* [Work order 1]:
Rewrite the Lake Katwe salt passage from "The work of" through "of Congo (DRC).", substituting "merchants" for "traders".
* [Work order 2]:
Translate this sentence from the Lake Katwe salt passage into French: "Most salt pans are family businesses, and ownership resides with men, through a system of inheritance."
* [Work order 3]:
Extend the Lake Katwe salt passage, picking up after its final sentence.

Start of Source extract

This is a process of recovering salt from concentrated solution after it crystallizes in open pools, known as salt pans, which run along the shores of Lake Katwe. Although salt winning is done predominantly by women, the majority hold no ownership of either the process or the profits. Most salt pans are family businesses, and ownership resides with men, through a system of inheritance. Women, as daughters or workers or both, have no title and are at the bottom of the chain of production, notwithstanding the fact that they constitute the majority of harvesters.

The work of harvesting, winning and selling of rock and table salt is an age old productive activity from which traders make the greatest gains by peddling the salt across Uganda and neighbouring countries like Rwanda, Kenya and the Democratic Republic of Congo (DRC).

End of Source extract
Start of Data shown

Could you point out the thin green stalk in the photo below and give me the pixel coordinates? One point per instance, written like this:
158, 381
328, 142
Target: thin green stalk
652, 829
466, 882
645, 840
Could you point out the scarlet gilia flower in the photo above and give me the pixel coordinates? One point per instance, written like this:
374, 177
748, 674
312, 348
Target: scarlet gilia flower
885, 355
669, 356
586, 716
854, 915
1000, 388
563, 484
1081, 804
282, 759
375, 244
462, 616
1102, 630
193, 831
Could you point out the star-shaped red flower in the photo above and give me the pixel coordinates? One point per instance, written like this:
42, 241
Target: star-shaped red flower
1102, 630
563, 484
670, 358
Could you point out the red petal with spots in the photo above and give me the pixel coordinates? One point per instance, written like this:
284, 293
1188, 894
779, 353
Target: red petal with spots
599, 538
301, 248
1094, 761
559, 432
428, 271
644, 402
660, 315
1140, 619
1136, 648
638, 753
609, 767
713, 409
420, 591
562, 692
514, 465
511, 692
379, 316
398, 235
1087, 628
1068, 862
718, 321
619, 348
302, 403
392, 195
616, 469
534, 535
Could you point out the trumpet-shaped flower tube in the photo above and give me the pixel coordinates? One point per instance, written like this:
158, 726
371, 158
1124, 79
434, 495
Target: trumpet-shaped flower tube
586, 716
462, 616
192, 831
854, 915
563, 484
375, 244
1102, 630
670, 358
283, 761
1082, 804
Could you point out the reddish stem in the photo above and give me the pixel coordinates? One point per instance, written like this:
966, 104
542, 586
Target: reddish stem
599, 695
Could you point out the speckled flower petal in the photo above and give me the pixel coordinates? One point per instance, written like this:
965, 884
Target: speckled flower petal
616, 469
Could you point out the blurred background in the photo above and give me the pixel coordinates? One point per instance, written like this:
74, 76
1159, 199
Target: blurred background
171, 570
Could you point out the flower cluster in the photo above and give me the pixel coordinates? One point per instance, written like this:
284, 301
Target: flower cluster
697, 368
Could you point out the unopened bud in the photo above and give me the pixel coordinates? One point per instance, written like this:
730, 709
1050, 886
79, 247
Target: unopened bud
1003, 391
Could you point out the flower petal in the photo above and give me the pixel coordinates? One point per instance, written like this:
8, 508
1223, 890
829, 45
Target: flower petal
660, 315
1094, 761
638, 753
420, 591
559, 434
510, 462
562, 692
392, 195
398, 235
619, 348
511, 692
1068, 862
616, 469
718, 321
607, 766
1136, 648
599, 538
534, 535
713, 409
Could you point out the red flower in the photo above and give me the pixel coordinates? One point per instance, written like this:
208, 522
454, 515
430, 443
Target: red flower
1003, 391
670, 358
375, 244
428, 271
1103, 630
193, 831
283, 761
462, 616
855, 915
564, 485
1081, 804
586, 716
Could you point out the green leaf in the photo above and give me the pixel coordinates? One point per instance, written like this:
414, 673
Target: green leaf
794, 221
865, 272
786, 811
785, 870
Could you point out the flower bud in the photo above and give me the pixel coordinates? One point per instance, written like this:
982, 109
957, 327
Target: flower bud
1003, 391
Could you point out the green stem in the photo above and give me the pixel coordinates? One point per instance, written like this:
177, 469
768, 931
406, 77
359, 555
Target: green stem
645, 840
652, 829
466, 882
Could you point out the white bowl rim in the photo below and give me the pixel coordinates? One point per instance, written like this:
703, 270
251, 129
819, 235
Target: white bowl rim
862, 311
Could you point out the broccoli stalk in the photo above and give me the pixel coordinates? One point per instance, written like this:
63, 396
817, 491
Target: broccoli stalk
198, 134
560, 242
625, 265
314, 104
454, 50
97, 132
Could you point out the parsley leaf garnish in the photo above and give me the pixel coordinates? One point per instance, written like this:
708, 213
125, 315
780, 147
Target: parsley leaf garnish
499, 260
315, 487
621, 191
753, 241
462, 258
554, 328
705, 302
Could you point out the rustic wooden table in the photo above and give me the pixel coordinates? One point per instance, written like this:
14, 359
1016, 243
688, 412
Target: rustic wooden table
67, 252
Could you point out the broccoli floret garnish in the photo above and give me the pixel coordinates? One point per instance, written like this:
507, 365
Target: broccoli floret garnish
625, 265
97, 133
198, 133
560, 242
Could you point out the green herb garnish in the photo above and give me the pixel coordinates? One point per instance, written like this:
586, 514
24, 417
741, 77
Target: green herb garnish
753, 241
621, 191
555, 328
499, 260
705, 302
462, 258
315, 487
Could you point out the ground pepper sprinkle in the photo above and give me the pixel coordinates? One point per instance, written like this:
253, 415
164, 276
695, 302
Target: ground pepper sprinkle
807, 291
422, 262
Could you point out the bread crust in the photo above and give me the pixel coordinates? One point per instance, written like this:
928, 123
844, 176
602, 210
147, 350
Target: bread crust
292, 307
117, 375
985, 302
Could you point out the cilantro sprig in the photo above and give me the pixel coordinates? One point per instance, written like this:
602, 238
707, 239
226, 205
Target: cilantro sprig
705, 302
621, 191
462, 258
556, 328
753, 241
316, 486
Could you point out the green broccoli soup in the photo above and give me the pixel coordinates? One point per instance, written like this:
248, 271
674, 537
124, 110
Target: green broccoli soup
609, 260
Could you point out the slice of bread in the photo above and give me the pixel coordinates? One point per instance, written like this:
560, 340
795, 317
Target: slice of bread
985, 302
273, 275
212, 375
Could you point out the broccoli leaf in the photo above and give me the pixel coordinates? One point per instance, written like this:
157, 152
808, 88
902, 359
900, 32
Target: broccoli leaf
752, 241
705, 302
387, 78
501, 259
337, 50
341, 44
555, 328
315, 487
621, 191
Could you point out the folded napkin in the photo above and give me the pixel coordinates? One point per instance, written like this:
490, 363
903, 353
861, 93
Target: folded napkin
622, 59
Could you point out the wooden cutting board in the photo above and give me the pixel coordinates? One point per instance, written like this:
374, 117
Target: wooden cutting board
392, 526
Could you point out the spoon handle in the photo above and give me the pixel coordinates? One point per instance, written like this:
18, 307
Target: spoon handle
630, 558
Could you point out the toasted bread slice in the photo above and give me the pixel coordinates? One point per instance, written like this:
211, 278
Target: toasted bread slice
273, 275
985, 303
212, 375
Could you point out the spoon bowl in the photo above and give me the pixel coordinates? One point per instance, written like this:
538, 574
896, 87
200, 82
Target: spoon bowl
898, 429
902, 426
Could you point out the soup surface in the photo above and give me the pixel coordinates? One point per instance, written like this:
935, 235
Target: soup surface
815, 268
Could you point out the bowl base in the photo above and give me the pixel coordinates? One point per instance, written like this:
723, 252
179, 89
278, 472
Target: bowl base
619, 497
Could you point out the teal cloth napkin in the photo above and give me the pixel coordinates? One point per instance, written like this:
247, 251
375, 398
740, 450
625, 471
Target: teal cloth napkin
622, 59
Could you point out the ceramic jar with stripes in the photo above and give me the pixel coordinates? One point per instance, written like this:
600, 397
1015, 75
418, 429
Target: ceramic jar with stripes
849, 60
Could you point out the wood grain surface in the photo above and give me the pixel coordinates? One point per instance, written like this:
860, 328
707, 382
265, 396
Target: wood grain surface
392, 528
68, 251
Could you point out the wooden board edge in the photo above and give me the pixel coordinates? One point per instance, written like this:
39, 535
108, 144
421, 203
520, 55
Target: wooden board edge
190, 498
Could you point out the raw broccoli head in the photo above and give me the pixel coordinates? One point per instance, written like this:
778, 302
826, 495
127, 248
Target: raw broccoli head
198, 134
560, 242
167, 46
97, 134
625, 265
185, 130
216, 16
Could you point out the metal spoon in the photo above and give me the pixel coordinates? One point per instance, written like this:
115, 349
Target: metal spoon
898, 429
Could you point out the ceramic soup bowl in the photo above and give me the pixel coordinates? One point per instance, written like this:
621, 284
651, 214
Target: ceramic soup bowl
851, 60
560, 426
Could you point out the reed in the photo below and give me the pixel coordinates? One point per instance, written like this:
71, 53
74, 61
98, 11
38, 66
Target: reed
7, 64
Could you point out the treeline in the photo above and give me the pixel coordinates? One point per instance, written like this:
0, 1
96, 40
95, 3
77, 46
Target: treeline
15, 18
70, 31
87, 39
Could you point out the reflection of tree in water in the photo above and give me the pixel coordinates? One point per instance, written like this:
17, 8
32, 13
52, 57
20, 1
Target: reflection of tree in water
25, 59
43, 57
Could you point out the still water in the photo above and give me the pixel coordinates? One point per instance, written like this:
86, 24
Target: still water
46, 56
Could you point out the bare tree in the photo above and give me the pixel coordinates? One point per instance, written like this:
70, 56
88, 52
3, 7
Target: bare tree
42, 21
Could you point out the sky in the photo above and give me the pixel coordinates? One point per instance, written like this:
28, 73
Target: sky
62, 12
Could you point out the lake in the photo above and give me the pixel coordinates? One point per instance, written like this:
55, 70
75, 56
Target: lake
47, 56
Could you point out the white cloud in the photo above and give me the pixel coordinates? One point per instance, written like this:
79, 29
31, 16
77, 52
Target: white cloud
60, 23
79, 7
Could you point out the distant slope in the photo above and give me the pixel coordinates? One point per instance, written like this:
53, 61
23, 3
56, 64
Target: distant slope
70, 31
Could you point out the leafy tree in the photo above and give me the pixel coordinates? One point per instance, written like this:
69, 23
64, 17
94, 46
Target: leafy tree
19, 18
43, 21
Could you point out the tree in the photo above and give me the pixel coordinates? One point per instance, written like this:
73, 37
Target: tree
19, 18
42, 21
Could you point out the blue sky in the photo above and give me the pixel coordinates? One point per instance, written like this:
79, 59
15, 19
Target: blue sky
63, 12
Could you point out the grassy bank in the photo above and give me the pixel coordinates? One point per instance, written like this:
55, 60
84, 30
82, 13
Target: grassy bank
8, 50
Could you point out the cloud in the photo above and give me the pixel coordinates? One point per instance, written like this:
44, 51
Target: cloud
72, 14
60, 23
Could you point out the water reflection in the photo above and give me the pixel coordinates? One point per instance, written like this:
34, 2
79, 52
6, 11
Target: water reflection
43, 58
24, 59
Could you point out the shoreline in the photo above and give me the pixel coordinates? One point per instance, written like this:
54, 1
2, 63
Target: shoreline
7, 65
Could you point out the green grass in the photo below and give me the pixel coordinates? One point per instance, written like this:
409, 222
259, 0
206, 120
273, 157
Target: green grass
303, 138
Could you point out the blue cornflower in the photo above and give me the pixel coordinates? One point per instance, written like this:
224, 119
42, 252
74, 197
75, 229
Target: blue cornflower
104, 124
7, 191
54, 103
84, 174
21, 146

End of Data shown

* [Reply 1]:
The work of harvesting, winning and selling of rock and table salt is an age old productive activity from which merchants make the greatest gains by peddling the salt across Uganda and neighbouring countries like Rwanda, Kenya and the Democratic Republic of Congo (DRC).

* [Reply 2]:
La plupart des marais salants sont des entreprises familiales, et la propriété revient aux hommes, par un système d'héritage.

* [Reply 3]:
Although miners are by law obliged to remit taxes to the central government, little has been done to regulate or improve their working conditions. The salt miner’s governance body – the Katwe Salt Conservation Board – is responsible for overseeing salt mining operations, but it has done little to ensure good working conditions and negotiate for better returns for the miners.

After taking part in a Participatory Action Research (PAR) project, women miners at Katwe have deepened their understanding of the impacts of salt mining on their lives. Given that representation by the Katwe Salt Conservation Board is falling short, they have formed the Katwe Women Salt Miners Association to demand accountability and lobby for appropriate action to improve their livelihoods.